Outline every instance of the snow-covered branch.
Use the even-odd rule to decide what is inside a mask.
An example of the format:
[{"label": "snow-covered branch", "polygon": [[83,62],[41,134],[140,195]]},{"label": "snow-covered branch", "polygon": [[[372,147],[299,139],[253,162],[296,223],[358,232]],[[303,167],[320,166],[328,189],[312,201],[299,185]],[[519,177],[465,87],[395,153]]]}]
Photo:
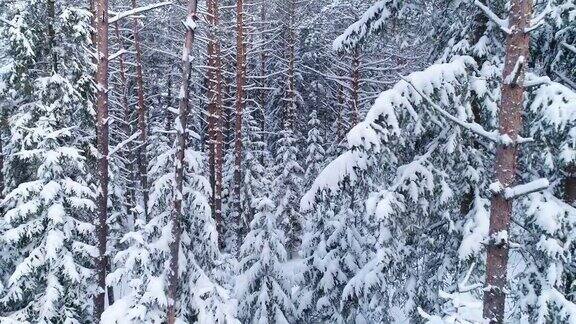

§

■ Work order:
No picture is to appear in the copy; every entry above is otherwise to be printed verbatim.

■ Answer box:
Outline every instance of the snow-covered branch.
Use the even-odd rule to decide what is inside a mask.
An example of the format:
[{"label": "snow-covered branch", "polygon": [[83,62],[41,134],[140,195]]},{"label": "snow-covered branch", "polygon": [[[372,147],[299,139],[253,162],[296,223],[358,232]],[[303,167],[320,166],[328,189],[312,201],[299,185]],[[519,177],[465,87],[395,153]]]}]
Photo:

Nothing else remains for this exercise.